◆ Document excerpt
Step up and pay your last respects to the budget sequester. It was only with us a few years, but it made a big difference in its short life and untimely death. 

President Barack Obama was its father, and Republicans were its mother. It was conceived in the summer of 2011, in yet another of the many showdowns over the budget and federal debt ceilings. 

The White House suggested the sequester as a way to get an agreement—though it denied that vociferously until Washington Post reporter Bob Woodward confirmed it. The provision was codified in the Budget Control Act that went into effect in August of 2011. Its “delivery” was delayed from January 1, 2012, to March 1, when it saw the light of day. 

Obama, who hasn’t gotten one thing right yet on economic policy, warned the country of the economic devastation that would occur if Congress didn’t kill the sequester. Congress didn’t and the economy took off. 

The Dow Jones Industrial Average was just under 13,000 at the beginning of March 2012; today it’s above 17,000. Unemployment stood at 8.2 percent that March; today it’s 5.1 percent. 

If the sequester killed the economy, someone forgot to tell investors and employers. 

But its real benefit is that it made real cuts in government spending. Total federal outlays declined from $3.6 trillion in 2011 to $3.5 trillion in 2014. As a result, the annual federal deficit dropped from $1.3 trillion in 2011 to $490 billion in 2014.  

The sequester has been the single most important factor in imposing fiscal restraint in our lifetimes. That’s a success story that the left just could not tolerate. And so Obama recently demanded that both military and domestic spending increase, busting the sequester caps.  

Soon to be Speaker Paul Ryan set the precedent for busting the caps with his two-year budget deal with Senator Patty Murray in December of 2013. The Republican leadership praised it saying that it would get other savings in the out years. No one believed that. The sequester was on life support. 

Now exiting Speaker John Boehner has pulled the plug. Though Boehner is likely falling on his sword in order to save Ryan from doing the same thing, it’s a pathetic finish to a sordid legacy. 

But the truth is that many Republicans like big government spending just as much as Democrats, and they are relieved that the sequester is dead so that they can get back to the business of growing government.

◆ Recorded data
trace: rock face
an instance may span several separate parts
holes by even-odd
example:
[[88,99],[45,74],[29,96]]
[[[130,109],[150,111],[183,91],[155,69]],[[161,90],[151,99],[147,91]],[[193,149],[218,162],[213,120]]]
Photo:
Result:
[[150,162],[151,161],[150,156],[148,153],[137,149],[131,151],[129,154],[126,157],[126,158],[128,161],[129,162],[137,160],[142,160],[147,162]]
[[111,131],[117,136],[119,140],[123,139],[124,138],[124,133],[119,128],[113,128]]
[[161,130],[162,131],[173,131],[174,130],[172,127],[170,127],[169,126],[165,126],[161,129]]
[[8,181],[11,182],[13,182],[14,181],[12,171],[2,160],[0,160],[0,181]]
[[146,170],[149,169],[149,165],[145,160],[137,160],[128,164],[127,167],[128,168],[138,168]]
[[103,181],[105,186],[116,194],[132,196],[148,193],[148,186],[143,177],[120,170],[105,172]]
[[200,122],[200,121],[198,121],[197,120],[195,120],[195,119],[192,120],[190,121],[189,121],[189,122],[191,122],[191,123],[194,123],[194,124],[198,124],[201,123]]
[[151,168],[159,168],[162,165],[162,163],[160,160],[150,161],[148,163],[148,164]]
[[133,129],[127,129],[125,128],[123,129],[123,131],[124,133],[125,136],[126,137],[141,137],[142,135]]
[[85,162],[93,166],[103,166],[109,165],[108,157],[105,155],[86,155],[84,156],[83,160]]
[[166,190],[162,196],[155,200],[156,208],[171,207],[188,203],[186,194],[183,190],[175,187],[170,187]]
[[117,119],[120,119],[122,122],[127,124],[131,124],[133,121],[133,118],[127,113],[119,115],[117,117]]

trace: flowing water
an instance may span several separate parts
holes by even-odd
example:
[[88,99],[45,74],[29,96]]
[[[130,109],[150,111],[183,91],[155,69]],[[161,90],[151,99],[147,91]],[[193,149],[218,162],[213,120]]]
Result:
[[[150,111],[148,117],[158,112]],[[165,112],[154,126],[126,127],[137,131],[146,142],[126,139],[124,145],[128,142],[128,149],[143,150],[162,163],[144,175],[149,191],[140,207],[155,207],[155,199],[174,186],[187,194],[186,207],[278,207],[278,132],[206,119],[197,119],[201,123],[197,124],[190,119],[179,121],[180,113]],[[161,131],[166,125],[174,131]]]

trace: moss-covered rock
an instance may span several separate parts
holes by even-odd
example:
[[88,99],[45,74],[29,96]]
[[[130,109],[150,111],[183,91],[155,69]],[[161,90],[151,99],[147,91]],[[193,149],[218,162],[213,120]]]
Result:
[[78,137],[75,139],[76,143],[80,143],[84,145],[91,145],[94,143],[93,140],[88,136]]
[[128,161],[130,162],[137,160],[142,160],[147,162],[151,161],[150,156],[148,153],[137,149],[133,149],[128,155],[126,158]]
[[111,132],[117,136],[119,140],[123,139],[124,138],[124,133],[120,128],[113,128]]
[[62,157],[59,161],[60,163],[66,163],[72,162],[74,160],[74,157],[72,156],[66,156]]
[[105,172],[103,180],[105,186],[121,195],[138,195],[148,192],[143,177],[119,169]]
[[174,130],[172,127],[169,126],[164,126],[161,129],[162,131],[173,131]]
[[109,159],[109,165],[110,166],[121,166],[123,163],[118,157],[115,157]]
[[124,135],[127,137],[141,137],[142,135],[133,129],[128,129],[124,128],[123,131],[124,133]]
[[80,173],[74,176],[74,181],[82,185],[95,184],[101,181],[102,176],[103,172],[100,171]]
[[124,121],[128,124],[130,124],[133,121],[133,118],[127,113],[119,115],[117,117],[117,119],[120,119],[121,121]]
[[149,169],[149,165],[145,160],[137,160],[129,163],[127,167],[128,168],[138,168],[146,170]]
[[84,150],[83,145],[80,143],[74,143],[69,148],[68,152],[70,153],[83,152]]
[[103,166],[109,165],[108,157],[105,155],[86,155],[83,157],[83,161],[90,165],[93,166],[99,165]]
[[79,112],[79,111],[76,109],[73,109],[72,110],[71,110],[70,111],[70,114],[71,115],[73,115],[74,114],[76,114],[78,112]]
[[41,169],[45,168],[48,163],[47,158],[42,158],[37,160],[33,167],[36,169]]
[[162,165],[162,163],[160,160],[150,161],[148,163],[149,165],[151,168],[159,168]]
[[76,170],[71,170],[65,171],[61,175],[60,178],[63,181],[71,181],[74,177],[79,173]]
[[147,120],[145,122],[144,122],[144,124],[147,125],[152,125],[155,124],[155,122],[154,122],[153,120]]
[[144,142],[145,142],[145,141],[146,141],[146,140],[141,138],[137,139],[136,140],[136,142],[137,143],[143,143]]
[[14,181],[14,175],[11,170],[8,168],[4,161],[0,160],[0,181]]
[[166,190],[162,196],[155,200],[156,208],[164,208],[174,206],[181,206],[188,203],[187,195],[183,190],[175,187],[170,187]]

◆ Goal of the exercise
For each statement below, say yes or no as to whether it agrees with the text on the budget sequester, and quote the words of the text that decide it. (a) The Budget Control Act went into effect in August 2011. (b) The sequester's start was moved up from March 1 to January 1, 2012. (c) The annual federal deficit fell between 2011 and 2014.

◆ Final result
(a) Yes: "The provision was codified in the Budget Control Act that went into effect in August of 2011."
(b) No: "Its “delivery” was delayed from January 1, 2012, to March 1"
(c) Yes: "the annual federal deficit dropped from $1.3 trillion in 2011 to $490 billion in 2014."